▸ Exercise brief:
Retype, word for word, every line from the one holding "Each instance of the tree trunk" through the one holding "Each instance of the driver" in the entries below, both included, and only those lines.

Point-per-instance localization data:
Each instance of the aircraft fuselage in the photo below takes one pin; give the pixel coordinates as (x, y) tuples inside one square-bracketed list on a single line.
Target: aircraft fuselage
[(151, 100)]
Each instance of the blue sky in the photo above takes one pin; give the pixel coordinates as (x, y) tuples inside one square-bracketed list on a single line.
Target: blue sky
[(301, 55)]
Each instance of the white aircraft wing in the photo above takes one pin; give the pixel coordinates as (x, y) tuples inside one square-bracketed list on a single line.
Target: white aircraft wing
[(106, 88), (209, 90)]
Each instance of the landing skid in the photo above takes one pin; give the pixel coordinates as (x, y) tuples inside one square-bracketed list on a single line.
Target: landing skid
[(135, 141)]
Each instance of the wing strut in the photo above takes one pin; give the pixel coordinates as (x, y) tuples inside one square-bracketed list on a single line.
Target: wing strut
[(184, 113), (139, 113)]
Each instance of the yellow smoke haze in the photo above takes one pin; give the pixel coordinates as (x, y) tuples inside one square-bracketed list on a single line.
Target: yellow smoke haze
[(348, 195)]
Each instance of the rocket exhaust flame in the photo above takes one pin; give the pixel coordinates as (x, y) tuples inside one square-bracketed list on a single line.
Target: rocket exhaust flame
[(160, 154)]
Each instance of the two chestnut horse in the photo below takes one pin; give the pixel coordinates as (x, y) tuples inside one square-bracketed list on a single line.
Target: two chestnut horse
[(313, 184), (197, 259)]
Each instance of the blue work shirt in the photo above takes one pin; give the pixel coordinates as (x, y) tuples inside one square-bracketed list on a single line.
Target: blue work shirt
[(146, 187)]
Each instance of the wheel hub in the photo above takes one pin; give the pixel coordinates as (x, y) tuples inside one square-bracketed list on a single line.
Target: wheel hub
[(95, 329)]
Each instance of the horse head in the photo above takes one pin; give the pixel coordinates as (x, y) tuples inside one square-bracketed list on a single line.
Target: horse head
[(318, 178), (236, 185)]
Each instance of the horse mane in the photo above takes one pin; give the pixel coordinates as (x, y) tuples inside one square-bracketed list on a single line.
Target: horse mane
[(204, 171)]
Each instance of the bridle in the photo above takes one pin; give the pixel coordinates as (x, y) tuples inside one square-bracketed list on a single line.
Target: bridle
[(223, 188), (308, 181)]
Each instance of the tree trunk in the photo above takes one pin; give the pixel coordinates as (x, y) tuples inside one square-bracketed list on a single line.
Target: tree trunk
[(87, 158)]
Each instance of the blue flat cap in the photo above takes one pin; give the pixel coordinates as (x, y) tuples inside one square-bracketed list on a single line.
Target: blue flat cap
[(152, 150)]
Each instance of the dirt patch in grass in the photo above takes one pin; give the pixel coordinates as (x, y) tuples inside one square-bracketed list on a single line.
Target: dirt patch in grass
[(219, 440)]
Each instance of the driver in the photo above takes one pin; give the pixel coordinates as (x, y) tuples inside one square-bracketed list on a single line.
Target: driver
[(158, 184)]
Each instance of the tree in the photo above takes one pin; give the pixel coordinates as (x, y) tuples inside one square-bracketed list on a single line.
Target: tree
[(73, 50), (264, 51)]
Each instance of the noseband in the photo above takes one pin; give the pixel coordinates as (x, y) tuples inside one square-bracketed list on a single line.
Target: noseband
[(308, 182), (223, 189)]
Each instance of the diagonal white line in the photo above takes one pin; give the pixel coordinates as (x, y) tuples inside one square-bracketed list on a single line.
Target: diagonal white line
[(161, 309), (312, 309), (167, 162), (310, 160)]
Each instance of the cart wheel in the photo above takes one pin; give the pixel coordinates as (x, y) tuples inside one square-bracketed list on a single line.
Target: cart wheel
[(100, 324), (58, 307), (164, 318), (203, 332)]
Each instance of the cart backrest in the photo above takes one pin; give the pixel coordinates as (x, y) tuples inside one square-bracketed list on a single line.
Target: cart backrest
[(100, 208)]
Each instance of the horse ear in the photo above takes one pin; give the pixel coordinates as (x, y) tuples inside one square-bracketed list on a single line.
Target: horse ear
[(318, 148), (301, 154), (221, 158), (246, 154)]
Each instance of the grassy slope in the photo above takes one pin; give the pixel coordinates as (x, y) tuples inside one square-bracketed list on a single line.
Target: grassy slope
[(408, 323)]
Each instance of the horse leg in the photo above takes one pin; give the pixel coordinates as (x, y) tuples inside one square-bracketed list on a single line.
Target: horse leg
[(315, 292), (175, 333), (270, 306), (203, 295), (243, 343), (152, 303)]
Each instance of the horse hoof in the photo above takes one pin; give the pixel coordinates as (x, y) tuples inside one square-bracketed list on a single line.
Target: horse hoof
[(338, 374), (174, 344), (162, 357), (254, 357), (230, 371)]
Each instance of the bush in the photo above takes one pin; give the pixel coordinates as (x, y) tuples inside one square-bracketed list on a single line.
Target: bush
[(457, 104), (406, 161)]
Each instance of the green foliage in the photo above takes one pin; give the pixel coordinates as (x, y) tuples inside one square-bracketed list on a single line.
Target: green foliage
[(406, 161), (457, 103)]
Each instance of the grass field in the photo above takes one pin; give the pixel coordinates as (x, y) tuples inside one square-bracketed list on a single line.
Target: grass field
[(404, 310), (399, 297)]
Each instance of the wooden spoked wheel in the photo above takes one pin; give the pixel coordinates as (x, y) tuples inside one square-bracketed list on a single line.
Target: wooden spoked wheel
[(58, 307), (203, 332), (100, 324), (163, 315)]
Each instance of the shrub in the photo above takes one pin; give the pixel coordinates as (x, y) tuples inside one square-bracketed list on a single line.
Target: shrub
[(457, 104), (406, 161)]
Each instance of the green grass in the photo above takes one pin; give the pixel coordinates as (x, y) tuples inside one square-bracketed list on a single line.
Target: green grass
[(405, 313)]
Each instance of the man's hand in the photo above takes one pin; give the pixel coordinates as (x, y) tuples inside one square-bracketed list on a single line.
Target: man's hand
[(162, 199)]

---

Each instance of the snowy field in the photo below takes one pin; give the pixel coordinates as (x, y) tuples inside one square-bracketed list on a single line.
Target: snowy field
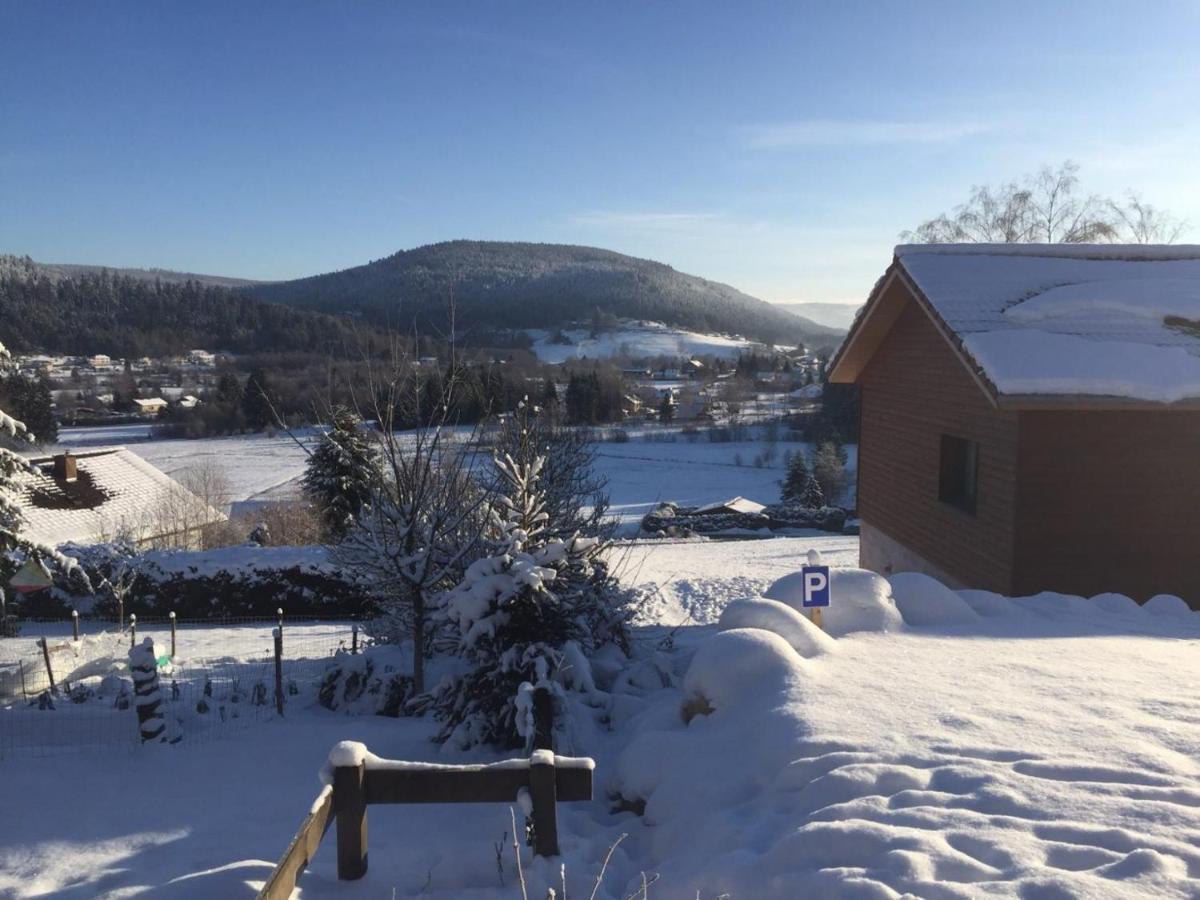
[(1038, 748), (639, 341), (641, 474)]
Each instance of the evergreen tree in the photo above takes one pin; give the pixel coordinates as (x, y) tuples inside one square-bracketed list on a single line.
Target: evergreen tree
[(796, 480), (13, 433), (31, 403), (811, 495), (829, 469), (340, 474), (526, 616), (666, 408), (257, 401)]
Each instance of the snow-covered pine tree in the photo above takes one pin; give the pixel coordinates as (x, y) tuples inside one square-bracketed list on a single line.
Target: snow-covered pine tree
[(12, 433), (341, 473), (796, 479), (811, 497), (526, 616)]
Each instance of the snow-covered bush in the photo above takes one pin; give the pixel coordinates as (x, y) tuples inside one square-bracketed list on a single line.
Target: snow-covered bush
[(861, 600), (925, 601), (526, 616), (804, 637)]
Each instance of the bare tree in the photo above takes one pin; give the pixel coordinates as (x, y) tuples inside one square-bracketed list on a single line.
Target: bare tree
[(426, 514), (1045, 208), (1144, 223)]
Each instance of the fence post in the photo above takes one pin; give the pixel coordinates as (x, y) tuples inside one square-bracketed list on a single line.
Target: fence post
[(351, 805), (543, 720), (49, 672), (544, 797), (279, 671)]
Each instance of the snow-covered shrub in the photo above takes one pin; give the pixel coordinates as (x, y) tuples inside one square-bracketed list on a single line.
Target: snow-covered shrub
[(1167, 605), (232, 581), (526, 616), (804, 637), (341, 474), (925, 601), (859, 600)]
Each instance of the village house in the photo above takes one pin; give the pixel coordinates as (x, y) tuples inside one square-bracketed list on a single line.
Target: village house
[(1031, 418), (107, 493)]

---

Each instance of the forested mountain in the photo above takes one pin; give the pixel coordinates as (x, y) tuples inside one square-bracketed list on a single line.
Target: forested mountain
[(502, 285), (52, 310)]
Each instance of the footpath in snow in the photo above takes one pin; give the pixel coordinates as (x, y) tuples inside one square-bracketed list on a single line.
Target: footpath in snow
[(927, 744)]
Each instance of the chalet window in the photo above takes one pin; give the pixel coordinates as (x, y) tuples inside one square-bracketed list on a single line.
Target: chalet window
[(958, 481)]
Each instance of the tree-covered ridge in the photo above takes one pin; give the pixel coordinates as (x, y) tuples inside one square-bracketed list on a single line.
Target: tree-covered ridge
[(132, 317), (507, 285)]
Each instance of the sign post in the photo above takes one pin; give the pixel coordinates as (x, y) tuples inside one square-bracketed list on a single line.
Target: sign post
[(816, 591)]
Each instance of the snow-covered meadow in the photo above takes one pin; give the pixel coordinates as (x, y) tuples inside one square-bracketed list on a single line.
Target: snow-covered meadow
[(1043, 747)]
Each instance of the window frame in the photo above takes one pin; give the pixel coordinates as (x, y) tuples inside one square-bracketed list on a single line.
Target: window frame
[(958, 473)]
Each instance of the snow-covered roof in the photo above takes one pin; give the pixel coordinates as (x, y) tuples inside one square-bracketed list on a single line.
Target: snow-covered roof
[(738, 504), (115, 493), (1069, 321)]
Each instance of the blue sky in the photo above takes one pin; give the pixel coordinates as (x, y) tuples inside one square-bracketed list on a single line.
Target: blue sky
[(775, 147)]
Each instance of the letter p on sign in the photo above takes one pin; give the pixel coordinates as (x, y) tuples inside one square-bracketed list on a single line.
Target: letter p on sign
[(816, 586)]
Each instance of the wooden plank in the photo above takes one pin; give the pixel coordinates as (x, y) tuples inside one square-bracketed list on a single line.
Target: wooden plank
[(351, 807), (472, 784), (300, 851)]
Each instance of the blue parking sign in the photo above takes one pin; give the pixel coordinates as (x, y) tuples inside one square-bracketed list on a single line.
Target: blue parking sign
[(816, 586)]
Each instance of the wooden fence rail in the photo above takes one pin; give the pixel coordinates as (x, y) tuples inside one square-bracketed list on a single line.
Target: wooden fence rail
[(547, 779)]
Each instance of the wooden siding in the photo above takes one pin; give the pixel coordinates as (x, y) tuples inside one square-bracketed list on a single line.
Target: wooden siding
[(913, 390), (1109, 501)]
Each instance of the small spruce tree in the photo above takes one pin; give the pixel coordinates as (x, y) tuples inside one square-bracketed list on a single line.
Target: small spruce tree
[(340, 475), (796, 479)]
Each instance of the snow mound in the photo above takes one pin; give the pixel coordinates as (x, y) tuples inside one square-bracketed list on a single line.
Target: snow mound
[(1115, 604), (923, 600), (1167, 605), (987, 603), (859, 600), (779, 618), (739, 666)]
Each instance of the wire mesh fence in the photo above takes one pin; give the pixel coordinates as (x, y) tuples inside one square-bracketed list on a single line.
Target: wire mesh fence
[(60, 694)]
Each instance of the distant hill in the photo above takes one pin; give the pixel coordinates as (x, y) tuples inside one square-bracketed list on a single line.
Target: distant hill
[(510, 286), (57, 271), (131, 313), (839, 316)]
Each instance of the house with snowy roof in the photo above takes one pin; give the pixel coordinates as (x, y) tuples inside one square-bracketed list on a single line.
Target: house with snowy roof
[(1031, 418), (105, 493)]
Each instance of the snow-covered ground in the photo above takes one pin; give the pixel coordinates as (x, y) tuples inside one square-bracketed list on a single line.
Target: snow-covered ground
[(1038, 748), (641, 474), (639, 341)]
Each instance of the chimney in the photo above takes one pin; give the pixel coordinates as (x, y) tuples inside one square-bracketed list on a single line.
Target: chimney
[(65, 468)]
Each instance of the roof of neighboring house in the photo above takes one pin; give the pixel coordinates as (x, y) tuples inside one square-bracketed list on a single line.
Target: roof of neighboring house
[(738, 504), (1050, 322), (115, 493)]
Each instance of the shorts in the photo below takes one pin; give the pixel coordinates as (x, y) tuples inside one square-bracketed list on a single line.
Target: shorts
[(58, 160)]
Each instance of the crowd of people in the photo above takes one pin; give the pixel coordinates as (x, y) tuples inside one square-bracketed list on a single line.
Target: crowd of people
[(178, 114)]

▸ Answer for the task:
Each instance of the tree trunk in the photo above takes one pin; give the pixel coordinates as (x, y) tuples inside one square-bracketed list on a single line.
Target: tree trunk
[(87, 158)]
Each instance of the blue flat cap in the photo above takes one pin; give the pixel coordinates as (x, y) tuples inside one square-bracketed list on a single line.
Target: blue flat cap
[(152, 150)]
Each instance of the dirt patch in grass in the photo above takes one pin; give the pixel coordinates as (x, y) tuples inside one square-bracketed list on a single line.
Target: dirt patch in grass
[(219, 440)]
Each instance of the driver in the photo above takes one pin; give the pixel coordinates as (x, y) tuples inside one square-bracketed list on a single line.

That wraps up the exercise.